▶ _Written exercise 1_:
Return each line of the listing that contains the string "cloudy".

▶ _Reading text_:
MHB Proof of Exact Sequence Let $R$ & A Closed Set

[Fermat1]

Let $R$ be a commutative ring and $0\to L\to M\to N\to 0$ be a sequence of $R$ modules. Let $A$ be a multiplicativity closed subset of $R$ so that we can consider the corresponding localisation sequence: $0\to A^{-1}L\to A^{-1}M\to A^{-1}N\to 0$. Suppose that the localisation sequence is exact whenever $A=R\setminus m$ for some maximal ideal $m$ of $R$. Prove that $0\to L\to M\to N\to 0$ is exact.

Thanks

 

[Deveno]

Re: exact sequence proof

What have you tried?

Start with showing that if we have the sequence:

$0 \to L \stackrel{u}{\to}M\stackrel{v}{\to}N\to 0$

that the map:

$A^{-1}u:A^{-1}L \to A^{-1}M$ given by $A^{-1}u(x/a) = u(x)/a$ (for $x \in L$) is injective,

and the map:

$A^{-1}v:A^{-1}M \to A^{-1}N$ given by $A^{-1}(y/a) = v(y)/a$ (for $y \in M$) is surjective,

(this is implied by the statement of the problem: the maximality of the ideal $\mathfrak{m}$ is just to guarantee that this ideal is prime, so that $R - \mathfrak{m}$ is multiplicatively closed).

and argue that this implies $u$ is injective, and $v$ surjective.

The inclusion $\text{im u} \subseteq \text{ker }v$ should be straight-forward, what about the other inclusion?

(You may find it helpful to recall that $A^{-1}u$ is injective if and only if $A$ has no zero-divisors).

 

[Fermat1]

Re: exact sequence proof

What have you tried?

Start with showing that if we have the sequence:

$0 \to L \stackrel{u}{\to}M\stackrel{v}{\to}N\to 0$

that the map:

$A^{-1}u:A^{-1}L \to A^{-1}M$ given by $A^{-1}u(x/a) = u(x)/a$ (for $x \in L$) is injective,

and the map:

$A^{-1}v:A^{-1}M \to A^{-1}N$ given by $A^{-1}(y/a) = v(y)/a$ (for $y \in M$) is surjective,

(this is implied by the statement of the problem: the maximality of the ideal $\mathfrak{m}$ is just to guarantee that this ideal is prime, so that $R - \mathfrak{m}$ is multiplicatively closed).

and argue that this implies $u$ is injective, and $v$ surjective.

▶ _The records_:
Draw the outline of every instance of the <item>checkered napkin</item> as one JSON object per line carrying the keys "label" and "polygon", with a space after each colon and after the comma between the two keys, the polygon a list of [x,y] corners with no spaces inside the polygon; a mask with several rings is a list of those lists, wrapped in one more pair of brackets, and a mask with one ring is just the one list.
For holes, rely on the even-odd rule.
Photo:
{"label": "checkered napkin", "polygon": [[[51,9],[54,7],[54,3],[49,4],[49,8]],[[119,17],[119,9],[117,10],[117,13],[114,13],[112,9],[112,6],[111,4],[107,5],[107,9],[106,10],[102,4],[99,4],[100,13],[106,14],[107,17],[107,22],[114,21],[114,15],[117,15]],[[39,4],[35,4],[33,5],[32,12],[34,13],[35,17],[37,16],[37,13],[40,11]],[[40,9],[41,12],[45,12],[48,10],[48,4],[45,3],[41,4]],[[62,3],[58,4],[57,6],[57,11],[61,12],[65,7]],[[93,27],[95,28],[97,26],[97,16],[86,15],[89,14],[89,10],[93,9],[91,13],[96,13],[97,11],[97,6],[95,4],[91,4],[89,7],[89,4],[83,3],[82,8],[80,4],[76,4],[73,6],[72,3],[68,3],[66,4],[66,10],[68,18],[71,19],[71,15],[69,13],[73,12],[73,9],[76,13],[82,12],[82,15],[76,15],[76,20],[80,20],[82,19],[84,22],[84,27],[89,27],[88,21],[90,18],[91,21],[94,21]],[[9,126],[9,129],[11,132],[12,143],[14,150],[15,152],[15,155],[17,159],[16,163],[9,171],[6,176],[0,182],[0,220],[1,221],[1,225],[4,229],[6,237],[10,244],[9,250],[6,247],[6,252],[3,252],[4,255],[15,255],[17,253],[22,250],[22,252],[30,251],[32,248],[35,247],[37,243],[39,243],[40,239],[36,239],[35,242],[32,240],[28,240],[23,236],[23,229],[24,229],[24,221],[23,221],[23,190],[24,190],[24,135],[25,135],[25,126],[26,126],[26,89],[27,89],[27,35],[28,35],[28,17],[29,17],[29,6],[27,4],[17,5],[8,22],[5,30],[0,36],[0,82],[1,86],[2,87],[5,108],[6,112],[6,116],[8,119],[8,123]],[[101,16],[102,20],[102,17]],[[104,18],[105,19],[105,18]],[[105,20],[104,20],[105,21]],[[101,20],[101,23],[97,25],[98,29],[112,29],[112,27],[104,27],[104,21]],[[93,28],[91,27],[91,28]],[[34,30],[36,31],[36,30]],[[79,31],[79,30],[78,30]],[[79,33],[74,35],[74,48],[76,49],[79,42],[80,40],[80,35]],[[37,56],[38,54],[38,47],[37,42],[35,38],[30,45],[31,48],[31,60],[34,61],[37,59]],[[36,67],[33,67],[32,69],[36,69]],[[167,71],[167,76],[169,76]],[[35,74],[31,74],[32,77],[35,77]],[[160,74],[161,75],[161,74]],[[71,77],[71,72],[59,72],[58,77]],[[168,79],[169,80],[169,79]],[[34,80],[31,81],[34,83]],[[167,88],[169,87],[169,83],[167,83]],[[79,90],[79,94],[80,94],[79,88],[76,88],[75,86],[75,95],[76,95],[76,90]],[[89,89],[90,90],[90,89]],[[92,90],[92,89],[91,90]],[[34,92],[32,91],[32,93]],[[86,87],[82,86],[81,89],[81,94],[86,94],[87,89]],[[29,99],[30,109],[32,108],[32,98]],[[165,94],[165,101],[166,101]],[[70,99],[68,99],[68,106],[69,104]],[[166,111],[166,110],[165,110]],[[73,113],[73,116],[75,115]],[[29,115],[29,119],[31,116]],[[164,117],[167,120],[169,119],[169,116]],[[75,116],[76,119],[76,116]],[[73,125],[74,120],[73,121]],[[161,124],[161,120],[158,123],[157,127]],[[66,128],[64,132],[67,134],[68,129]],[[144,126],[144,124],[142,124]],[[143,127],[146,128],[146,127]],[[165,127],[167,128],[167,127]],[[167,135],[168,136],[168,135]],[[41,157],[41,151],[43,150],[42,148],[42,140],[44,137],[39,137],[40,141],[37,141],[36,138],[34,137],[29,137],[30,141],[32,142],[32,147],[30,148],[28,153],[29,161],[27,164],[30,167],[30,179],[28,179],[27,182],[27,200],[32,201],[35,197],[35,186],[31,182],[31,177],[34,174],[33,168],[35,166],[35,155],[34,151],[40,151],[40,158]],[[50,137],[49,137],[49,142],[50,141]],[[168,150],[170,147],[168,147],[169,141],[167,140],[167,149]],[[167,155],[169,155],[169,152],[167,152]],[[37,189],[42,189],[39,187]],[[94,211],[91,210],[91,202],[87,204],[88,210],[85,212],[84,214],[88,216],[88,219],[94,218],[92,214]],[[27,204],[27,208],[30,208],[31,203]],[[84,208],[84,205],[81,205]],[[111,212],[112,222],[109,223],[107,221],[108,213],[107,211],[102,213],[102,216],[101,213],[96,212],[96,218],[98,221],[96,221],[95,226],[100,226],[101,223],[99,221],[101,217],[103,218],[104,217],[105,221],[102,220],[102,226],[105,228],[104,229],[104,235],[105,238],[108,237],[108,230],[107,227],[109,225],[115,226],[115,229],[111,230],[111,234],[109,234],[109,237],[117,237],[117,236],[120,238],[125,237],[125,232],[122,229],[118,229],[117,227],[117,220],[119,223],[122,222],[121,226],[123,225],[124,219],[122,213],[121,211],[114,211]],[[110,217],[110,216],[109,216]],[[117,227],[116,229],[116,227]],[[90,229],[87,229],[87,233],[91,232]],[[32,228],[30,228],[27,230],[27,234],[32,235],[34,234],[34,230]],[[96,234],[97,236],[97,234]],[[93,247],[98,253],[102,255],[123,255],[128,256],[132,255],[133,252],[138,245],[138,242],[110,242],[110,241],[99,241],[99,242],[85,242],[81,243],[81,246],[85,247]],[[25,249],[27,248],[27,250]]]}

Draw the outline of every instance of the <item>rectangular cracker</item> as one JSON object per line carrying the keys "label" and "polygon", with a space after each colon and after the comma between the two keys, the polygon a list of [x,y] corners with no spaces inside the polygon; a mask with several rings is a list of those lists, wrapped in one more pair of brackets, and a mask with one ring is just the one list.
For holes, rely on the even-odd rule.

* * *

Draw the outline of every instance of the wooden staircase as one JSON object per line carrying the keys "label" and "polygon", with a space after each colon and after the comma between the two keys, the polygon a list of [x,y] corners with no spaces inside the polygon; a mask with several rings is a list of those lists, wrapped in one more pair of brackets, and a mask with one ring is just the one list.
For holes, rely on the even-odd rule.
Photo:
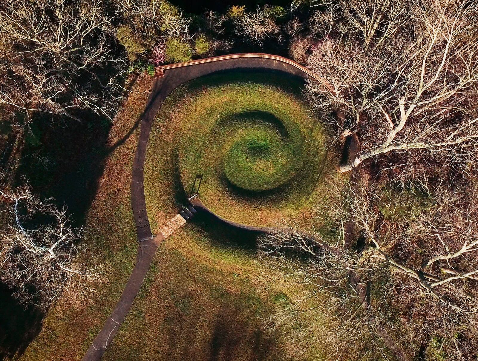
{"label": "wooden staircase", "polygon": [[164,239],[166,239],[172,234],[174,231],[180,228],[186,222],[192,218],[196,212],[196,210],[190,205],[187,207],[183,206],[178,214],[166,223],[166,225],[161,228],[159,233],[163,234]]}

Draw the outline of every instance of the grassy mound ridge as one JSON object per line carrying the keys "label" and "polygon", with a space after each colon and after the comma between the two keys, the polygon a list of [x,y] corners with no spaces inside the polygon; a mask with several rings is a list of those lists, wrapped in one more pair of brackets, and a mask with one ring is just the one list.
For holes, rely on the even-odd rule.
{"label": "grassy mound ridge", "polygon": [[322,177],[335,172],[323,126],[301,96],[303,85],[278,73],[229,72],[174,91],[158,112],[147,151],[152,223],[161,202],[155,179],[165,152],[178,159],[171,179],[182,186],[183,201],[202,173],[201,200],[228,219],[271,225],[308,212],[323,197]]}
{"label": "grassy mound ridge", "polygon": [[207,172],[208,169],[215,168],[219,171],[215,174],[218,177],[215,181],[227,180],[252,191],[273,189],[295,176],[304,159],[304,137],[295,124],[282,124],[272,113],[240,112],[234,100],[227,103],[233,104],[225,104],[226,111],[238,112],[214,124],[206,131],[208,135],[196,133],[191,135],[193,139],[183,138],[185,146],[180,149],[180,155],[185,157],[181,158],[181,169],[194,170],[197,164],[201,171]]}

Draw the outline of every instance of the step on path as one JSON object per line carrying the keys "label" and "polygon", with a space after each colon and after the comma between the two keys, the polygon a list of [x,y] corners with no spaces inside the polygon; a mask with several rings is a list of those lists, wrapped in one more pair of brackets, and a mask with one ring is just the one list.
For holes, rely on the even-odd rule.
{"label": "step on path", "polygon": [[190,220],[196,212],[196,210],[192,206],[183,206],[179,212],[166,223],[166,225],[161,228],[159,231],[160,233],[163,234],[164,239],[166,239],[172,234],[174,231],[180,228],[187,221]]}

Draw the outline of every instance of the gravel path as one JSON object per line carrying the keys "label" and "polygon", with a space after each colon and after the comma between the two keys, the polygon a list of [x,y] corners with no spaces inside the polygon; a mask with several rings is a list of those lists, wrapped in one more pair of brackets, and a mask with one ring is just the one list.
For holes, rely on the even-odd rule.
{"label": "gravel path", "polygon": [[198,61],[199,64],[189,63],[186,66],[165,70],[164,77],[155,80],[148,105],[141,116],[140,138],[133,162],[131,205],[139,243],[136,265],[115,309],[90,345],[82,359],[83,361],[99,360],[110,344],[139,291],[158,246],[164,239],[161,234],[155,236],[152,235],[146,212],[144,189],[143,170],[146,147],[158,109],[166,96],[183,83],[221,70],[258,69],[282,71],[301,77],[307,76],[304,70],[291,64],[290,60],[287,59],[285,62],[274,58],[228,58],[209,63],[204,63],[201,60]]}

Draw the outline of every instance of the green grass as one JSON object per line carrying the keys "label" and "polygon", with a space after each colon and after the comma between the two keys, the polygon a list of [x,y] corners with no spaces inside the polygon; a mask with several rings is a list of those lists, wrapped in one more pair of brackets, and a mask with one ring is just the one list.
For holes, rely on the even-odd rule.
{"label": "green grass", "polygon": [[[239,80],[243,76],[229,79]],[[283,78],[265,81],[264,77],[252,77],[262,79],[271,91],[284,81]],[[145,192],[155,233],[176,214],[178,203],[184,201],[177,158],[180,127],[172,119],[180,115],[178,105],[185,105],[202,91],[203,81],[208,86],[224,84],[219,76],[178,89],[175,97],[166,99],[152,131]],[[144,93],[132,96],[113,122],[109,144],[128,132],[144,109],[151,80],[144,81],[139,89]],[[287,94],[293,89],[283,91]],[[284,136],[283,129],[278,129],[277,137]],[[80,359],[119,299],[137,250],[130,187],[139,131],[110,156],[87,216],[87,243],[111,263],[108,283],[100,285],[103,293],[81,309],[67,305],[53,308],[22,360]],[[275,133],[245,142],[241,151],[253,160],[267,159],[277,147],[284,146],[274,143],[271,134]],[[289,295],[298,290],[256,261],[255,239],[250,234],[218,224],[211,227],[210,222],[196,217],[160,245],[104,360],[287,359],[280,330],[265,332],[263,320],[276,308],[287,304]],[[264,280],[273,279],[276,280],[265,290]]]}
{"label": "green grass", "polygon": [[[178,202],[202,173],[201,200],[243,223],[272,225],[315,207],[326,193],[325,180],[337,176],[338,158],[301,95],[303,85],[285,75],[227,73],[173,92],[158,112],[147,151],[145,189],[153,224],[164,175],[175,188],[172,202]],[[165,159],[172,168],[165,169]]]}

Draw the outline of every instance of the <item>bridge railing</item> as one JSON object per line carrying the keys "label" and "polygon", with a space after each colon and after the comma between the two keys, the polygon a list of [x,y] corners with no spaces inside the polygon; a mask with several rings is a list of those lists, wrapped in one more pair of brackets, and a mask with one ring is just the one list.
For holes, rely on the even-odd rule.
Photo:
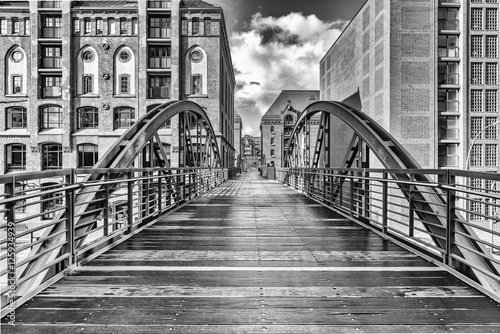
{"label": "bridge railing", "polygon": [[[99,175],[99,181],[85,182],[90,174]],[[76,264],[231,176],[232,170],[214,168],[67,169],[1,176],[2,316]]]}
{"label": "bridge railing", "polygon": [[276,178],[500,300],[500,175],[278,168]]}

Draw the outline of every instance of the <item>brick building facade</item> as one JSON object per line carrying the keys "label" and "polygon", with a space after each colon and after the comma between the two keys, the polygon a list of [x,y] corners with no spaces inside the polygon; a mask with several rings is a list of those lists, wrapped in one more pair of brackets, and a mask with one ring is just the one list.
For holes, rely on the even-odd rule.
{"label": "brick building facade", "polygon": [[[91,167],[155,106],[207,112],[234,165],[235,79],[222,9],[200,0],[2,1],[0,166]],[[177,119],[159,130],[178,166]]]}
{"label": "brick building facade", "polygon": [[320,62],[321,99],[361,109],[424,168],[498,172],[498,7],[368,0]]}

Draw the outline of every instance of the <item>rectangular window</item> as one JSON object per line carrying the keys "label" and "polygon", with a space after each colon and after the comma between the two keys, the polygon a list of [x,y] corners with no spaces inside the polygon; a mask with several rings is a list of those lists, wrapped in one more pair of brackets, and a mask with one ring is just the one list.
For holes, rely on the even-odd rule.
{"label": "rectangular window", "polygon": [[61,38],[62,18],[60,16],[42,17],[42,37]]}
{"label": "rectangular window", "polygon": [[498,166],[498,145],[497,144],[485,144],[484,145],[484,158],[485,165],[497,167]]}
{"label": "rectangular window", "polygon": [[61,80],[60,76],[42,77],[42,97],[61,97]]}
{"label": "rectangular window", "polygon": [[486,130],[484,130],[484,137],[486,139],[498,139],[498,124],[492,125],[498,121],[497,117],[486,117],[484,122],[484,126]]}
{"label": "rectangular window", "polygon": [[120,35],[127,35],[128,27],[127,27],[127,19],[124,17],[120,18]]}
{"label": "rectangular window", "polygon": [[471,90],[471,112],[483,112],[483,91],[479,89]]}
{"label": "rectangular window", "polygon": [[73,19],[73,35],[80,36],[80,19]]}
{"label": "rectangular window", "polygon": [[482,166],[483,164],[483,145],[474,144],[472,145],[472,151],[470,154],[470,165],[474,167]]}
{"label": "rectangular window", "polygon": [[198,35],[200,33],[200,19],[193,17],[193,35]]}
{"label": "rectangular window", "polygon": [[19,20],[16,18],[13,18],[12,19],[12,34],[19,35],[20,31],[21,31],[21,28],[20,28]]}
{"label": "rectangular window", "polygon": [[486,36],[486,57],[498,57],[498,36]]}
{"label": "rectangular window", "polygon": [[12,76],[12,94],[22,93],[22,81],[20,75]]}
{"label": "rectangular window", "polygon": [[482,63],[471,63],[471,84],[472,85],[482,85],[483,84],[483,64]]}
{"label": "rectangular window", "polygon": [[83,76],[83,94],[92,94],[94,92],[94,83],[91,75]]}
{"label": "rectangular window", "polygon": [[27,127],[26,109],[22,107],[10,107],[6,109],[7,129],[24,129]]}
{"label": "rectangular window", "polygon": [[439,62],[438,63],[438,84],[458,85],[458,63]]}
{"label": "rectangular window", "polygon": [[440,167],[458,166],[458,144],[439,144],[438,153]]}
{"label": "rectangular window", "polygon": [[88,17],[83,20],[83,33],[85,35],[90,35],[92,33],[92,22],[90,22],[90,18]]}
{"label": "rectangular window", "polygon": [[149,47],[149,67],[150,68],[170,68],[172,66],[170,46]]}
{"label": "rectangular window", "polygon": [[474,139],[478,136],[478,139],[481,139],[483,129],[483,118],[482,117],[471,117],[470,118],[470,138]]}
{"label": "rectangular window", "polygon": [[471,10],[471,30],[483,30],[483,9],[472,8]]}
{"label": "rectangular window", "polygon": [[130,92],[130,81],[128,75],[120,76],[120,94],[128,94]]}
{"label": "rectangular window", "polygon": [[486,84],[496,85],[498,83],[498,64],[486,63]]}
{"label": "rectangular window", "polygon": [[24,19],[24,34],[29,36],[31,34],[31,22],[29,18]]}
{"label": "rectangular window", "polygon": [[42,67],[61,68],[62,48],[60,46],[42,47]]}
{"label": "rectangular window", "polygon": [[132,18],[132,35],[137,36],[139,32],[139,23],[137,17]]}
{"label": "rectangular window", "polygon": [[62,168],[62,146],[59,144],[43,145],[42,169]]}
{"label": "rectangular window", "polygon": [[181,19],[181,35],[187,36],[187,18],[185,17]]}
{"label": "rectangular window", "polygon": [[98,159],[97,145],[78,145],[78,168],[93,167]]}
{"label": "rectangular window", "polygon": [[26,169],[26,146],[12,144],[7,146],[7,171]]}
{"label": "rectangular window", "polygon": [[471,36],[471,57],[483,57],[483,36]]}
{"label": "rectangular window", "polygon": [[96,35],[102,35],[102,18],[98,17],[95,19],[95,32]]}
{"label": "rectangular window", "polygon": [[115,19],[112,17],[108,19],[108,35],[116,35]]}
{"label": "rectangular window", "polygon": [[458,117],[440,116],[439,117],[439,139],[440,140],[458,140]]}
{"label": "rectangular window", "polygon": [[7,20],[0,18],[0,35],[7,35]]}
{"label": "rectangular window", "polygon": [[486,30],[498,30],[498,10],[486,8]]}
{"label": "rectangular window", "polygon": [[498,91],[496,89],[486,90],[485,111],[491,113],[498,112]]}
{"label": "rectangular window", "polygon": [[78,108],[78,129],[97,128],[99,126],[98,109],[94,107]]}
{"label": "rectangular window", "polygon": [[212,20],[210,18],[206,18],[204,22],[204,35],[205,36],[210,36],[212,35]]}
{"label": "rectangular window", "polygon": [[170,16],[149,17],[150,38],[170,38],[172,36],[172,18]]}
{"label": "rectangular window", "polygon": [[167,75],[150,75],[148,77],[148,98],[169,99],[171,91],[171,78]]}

---

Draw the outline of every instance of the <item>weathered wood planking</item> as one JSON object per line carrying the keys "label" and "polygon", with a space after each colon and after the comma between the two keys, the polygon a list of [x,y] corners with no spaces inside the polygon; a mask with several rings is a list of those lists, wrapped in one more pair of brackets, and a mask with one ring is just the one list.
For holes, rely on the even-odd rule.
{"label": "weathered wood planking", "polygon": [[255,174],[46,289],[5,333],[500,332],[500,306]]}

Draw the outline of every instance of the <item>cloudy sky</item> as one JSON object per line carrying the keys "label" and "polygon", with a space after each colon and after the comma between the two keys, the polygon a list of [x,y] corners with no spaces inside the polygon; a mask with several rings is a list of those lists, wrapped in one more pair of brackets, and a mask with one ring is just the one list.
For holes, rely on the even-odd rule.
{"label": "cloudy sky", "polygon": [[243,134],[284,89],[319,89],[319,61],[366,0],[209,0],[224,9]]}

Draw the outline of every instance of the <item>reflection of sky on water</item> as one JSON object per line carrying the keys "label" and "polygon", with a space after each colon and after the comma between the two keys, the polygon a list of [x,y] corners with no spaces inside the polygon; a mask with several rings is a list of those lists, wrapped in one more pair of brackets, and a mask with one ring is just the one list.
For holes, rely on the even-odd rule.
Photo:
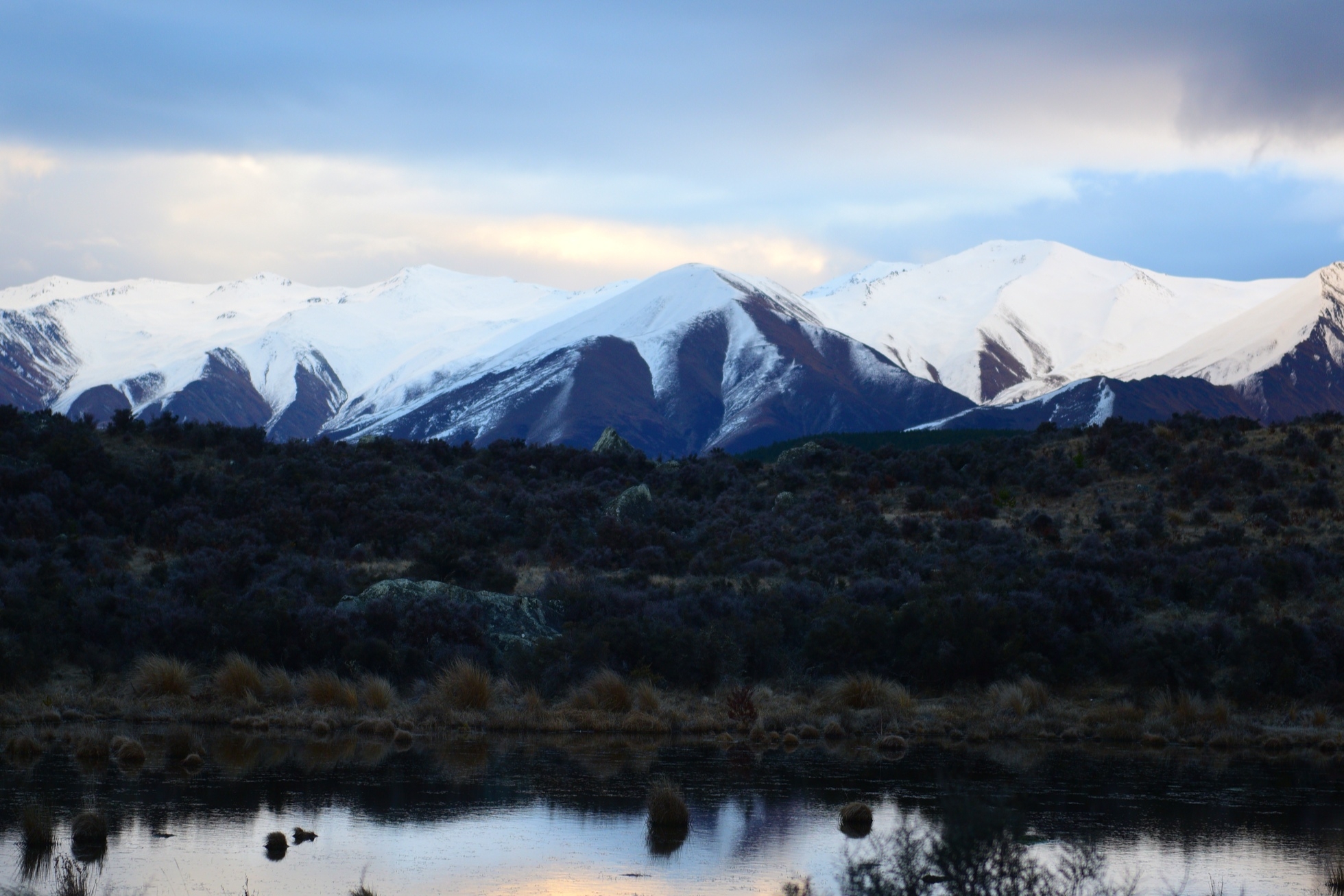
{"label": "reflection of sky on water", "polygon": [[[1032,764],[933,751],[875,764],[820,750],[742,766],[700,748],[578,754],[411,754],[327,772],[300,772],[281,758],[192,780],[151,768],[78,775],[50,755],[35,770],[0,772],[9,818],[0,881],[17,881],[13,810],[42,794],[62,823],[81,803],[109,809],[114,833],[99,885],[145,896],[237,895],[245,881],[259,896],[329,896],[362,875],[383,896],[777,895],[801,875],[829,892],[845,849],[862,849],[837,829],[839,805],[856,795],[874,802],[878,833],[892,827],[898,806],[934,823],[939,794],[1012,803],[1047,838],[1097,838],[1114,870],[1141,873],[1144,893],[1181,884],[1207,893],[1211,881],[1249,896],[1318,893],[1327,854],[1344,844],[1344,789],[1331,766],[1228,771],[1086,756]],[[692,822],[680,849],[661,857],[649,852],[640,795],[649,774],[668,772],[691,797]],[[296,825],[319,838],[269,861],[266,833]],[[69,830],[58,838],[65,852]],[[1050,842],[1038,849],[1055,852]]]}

▶ _Written exercise 2_:
In the forum thread above, condense the paragraph beginning "Let $R$ be a commutative ring" into a short list that keeps its main facts.

▶ _Exercise result 1_:
Draw the outline of every instance of the <item>cloudy sky</item> as one JSON object per line carrying the keys "label" and "polygon", with a space after each colon and after the comma between the two keys, the polygon a list of [x,y] corners with no spaces inside the polygon; a mask with several rings is a list of those lists, wrapped in one more pair of brackets, and a mask with one ring is just the one list.
{"label": "cloudy sky", "polygon": [[243,134],[284,89],[319,89],[319,61],[366,0],[209,0],[224,9]]}

▶ _Exercise result 2_:
- Setting: $R$ is a commutative ring, and $0\to L\to M\to N\to 0$ is a sequence of $R$ modules.
- $A$ is a subset of $R$ closed under multiplication, which gives the localization sequence $0\to A^{-1}L\to A^{-1}M\to A^{-1}N\to 0$.
- Hypothesis: the localization sequence is exact whenever $A=R\setminus m$ for some maximal ideal $m$ of $R$.
- Goal: prove that $0\to L\to M\to N\to 0$ is exact.